À luz de todo o sistema jurídico ele tinha seguramente como seu núcleo essencial: a celebração de um contrato entre duas pessoas de sexo diferente e o escopo de, através desse contrato, essas pessoas de sexo diferente pretenderem constituir família mediante uma plena comunhão de vida.

E essa plena comunhão de vida justificava a imposição, como instrumentos mínimos da sua prossecução, de certos deveres estatutários (de estado de casado), como os do respeito, coabitação, cooperação, assistência e fidelidade (artigo 1672.º do Código Civil).

Não obstante a sua natureza de deveres legais, e como tais, configuráveis em relação a outros tipos de contratos, certo é que a diferença de sexo dos cônjuges emprestava uma especial natureza e razão de ser aos deveres de coabitação e de fidelidade conjugais, bem diversa daquela que será possível descortinar numa relação homossexual.

Foi o complexo normativo constituído por estes dois elementos nucleares que o nosso legislador constitucional pretendeu assegurar a todos, numa dupla dimensão de direito fundamental e de garantia institucional, ao prescrever, no artigo 36.º, n.º 1, que “todos têm o direito de constituir família e de contrair casamento em condições de plena igualdade”.

**Enunciado a:** Converta a listagem em uma tabela Markdown com as colunas "Número" e "Linha da listagem", omitindo as linhas em branco. Comece na linha que contém "Could you please spot the pole-mounted" e termine na última linha da listagem.
O texto sobre o casamento e a listagem não têm relação entre si.

**Dados extraídos:**
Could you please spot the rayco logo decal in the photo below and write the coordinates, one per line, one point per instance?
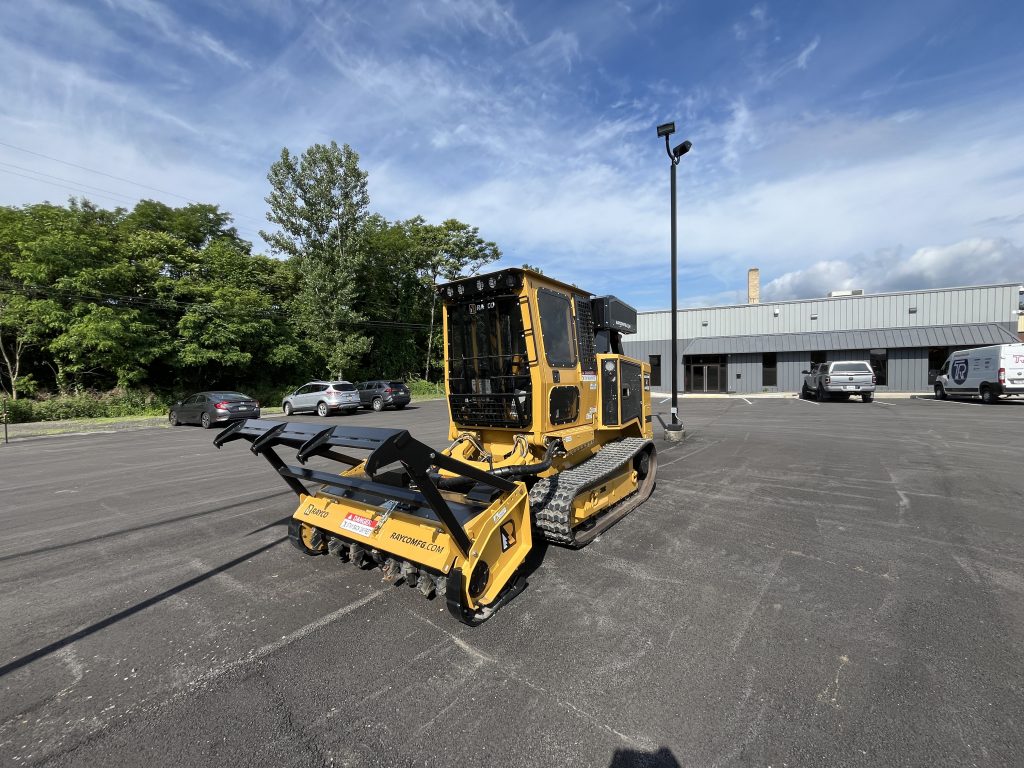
(958, 371)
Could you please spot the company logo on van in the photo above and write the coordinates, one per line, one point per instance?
(958, 371)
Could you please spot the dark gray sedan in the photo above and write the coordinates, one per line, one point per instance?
(209, 409)
(381, 393)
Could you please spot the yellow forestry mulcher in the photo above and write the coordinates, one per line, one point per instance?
(551, 437)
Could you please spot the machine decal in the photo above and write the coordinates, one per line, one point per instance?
(508, 536)
(312, 509)
(958, 371)
(418, 542)
(359, 524)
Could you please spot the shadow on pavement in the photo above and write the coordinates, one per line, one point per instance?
(146, 526)
(130, 611)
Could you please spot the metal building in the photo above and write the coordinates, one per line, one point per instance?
(759, 347)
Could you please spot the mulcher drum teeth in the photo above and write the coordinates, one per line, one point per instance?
(551, 498)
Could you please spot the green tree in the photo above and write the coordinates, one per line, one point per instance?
(320, 202)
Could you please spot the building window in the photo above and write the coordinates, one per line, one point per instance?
(880, 366)
(936, 356)
(769, 370)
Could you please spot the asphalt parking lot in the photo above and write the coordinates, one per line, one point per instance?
(811, 584)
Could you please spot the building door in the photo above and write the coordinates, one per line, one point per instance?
(705, 374)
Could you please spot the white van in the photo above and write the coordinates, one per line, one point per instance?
(986, 372)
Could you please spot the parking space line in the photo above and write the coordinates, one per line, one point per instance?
(684, 456)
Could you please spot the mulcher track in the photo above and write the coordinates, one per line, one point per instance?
(551, 498)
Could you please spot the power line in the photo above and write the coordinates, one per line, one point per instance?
(251, 221)
(77, 184)
(64, 186)
(93, 170)
(163, 303)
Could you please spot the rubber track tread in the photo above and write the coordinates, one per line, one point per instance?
(551, 498)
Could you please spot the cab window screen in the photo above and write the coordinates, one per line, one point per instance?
(556, 327)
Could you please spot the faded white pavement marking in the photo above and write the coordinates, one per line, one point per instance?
(480, 658)
(749, 616)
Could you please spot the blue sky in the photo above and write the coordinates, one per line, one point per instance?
(836, 144)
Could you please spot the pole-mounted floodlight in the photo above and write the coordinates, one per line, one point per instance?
(680, 150)
(674, 431)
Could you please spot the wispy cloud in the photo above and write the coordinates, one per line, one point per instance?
(972, 261)
(805, 54)
(537, 125)
(161, 23)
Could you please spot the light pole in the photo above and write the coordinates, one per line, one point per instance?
(674, 430)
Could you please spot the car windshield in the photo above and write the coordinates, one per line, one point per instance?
(851, 368)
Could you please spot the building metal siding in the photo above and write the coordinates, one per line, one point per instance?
(844, 329)
(937, 307)
(977, 334)
(748, 368)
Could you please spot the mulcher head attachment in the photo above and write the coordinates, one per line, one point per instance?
(388, 509)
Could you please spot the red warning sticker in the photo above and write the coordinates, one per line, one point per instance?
(359, 524)
(508, 535)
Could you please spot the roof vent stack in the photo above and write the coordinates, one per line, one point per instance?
(754, 286)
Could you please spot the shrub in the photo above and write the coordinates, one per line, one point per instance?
(86, 404)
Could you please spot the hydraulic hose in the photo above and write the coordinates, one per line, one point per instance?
(521, 470)
(525, 470)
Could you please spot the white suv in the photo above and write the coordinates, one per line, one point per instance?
(323, 397)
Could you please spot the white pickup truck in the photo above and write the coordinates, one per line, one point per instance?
(840, 380)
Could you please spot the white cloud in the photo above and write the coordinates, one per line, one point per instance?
(805, 54)
(737, 133)
(969, 262)
(170, 29)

**Enunciado b:** Segundo o texto sobre o casamento, por que se impunham aos cônjuges deveres como respeito, coabitação, cooperação, assistência e fidelidade? Responda em uma a três frases.

**Resposta correta a:**
| Número | Linha da listagem |
|---|---|
| 1 | Could you please spot the pole-mounted floodlight in the photo above and write the coordinates, one per line, one point per instance? |
| 2 | (680, 150) |
| 3 | (674, 431) |
| 4 | Could you please spot the wispy cloud in the photo above and write the coordinates, one per line, one point per instance? |
| 5 | (972, 261) |
| 6 | (805, 54) |
| 7 | (537, 125) |
| 8 | (161, 23) |
| 9 | Could you please spot the light pole in the photo above and write the coordinates, one per line, one point per instance? |
| 10 | (674, 430) |
| 11 | Could you please spot the car windshield in the photo above and write the coordinates, one per line, one point per instance? |
| 12 | (851, 368) |
| 13 | Could you please spot the building metal siding in the photo above and write the coordinates, one per line, one point per instance? |
| 14 | (844, 329) |
| 15 | (937, 307) |
| 16 | (977, 334) |
| 17 | (748, 368) |
| 18 | Could you please spot the mulcher head attachment in the photo above and write the coordinates, one per line, one point per instance? |
| 19 | (388, 509) |
| 20 | Could you please spot the red warning sticker in the photo above and write the coordinates, one per line, one point per instance? |
| 21 | (359, 524) |
| 22 | (508, 535) |
| 23 | Could you please spot the roof vent stack in the photo above and write the coordinates, one per line, one point per instance? |
| 24 | (754, 286) |
| 25 | Could you please spot the shrub in the photo above and write the coordinates, one per line, one point per instance? |
| 26 | (86, 404) |
| 27 | Could you please spot the hydraulic hose in the photo above and write the coordinates, one per line, one point per instance? |
| 28 | (521, 470) |
| 29 | (525, 470) |
| 30 | Could you please spot the white suv in the photo above and write the coordinates, one per line, one point per instance? |
| 31 | (323, 397) |
| 32 | Could you please spot the white pickup truck in the photo above and write the coordinates, one per line, one point per instance? |
| 33 | (840, 380) |
| 34 | Could you please spot the white cloud in the photo above and write the coordinates, one per line, one point per instance? |
| 35 | (805, 54) |
| 36 | (737, 133) |
| 37 | (969, 262) |
| 38 | (170, 29) |

**Resposta correta b:** Esses deveres se impunham porque a plena comunhão de vida, que era o escopo do casamento, justificava-os como instrumentos mínimos da sua prossecução. O texto os situa no artigo 1672.º do Código Civil.